** Problem statement **
Answer these questions about the SQL query below:
1. Which table does the invoice_first_track subquery select from?
2. How many invoices does the output count with album_purchase "yes"?
3. What set operator appears between the paired SELECT statements?

A more accurate approach

In [79]:
%%sql

WITH invoice_first_track AS
    (
     SELECT
         il.invoice_id invoice_id,
         MIN(il.track_id) first_track_id
     FROM invoice_line il
     GROUP BY 1
    )

SELECT
    album_purchase,
    COUNT(invoice_id) number_of_invoices,
    CAST(count(invoice_id) AS FLOAT) / (
                                         SELECT COUNT(*) FROM invoice
                                      ) percent
FROM
    (
    SELECT
        ifs.*,
        CASE
            WHEN
                 (
                  SELECT t.track_id FROM track t
                  WHERE t.album_id = (
                                      SELECT t2.album_id FROM track t2
                                      WHERE t2.track_id = ifs.first_track_id
                                     ) 

                  EXCEPT 

                  SELECT il2.track_id FROM invoice_line il2
                  WHERE il2.invoice_id = ifs.invoice_id
                 ) IS NULL
             AND
                 (
                  SELECT il2.track_id FROM invoice_line il2
                  WHERE il2.invoice_id = ifs.invoice_id

                  EXCEPT 

                  SELECT t.track_id FROM track t
                  WHERE t.album_id = (
                                      SELECT t2.album_id FROM track t2
                                      WHERE t2.track_id = ifs.first_track_id
                                     ) 
                 ) IS NULL
             THEN "yes"
             ELSE "no"
         END AS "album_purchase"
     FROM invoice_first_track ifs
    )
GROUP BY album_purchase;

Done.


album_purchase,number_of_invoices,percent
no,500,0.8143322475570033
yes,114,0.1856677524429967

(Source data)
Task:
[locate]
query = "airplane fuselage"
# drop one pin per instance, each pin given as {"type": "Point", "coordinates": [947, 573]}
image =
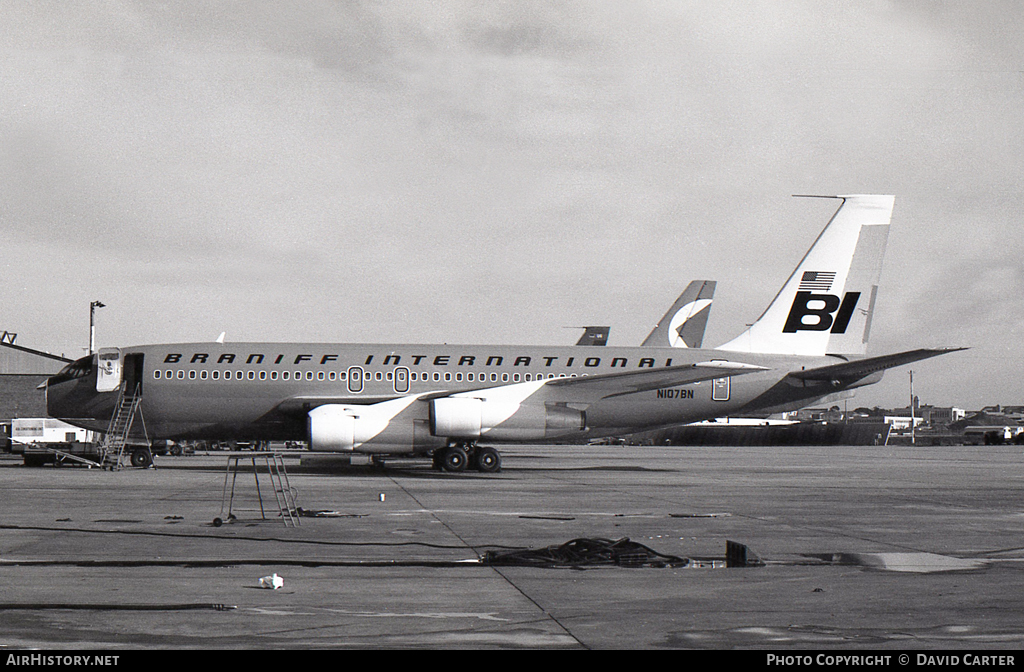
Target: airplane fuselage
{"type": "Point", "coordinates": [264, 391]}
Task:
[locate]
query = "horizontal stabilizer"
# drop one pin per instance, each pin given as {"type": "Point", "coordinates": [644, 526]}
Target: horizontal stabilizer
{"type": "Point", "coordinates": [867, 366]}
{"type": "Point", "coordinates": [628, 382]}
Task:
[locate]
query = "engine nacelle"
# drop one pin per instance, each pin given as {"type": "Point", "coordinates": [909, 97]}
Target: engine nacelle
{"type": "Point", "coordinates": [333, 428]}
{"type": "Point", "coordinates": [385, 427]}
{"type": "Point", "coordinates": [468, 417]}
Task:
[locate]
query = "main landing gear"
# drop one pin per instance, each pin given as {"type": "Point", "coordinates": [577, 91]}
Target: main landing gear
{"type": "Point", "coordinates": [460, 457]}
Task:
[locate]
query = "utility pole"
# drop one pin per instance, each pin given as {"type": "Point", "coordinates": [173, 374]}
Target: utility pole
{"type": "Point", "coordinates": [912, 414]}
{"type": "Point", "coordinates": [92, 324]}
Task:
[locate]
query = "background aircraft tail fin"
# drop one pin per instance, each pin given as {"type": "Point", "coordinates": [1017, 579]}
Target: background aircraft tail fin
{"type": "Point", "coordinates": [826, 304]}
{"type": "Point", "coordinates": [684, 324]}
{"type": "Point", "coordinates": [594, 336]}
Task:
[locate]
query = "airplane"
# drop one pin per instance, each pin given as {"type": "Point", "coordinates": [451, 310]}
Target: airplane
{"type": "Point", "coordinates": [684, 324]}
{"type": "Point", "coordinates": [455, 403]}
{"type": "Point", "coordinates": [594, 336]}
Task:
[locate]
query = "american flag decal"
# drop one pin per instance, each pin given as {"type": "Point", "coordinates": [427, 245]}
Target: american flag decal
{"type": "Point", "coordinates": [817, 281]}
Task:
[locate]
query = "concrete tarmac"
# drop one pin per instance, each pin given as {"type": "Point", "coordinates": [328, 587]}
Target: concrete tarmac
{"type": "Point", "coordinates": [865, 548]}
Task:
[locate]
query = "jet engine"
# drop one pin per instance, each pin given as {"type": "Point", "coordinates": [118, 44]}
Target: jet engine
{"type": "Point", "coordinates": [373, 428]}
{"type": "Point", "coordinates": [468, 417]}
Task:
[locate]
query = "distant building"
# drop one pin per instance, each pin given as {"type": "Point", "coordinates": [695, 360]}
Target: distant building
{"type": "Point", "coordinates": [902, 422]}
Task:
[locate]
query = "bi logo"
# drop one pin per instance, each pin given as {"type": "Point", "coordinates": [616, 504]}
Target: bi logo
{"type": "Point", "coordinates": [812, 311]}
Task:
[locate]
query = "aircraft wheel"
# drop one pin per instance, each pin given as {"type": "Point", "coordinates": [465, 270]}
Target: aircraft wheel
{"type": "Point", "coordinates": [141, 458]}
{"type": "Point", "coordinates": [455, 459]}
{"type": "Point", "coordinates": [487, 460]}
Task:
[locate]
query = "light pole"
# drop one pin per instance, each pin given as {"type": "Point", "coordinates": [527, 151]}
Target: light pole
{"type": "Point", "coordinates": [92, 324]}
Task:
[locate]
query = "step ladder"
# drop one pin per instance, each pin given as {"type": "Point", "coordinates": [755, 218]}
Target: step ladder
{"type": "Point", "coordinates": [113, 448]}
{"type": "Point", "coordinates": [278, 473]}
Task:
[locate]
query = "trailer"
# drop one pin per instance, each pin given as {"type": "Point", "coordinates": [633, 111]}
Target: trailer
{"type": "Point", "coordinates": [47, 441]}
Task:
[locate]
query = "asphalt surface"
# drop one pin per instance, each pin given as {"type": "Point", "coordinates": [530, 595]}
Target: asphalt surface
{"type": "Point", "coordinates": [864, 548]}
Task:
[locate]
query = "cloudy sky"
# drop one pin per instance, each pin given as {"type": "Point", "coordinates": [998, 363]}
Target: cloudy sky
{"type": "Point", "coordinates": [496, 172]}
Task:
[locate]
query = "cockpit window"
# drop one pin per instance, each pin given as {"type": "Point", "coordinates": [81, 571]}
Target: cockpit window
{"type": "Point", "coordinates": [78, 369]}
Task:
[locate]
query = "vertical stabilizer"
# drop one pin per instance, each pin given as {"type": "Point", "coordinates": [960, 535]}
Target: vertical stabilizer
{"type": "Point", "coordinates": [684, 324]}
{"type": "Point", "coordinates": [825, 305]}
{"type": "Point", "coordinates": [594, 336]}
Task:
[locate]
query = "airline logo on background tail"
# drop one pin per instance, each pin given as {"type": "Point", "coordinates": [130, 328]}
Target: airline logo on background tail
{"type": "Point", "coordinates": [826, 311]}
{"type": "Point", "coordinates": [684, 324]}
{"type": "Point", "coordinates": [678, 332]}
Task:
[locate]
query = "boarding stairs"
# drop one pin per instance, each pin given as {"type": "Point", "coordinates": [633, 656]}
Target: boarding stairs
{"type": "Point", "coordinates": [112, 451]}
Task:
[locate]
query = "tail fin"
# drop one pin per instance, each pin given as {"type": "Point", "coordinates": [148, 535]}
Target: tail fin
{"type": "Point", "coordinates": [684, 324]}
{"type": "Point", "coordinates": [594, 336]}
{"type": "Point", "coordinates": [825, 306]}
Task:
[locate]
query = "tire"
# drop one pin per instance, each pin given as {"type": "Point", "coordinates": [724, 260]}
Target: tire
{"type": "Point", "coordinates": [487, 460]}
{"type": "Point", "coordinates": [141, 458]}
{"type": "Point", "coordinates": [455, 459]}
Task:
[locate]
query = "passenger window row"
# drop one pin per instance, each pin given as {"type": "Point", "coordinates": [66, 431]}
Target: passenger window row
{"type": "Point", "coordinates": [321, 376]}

** Answer to this exercise **
1. invoice_line
2. 114
3. EXCEPT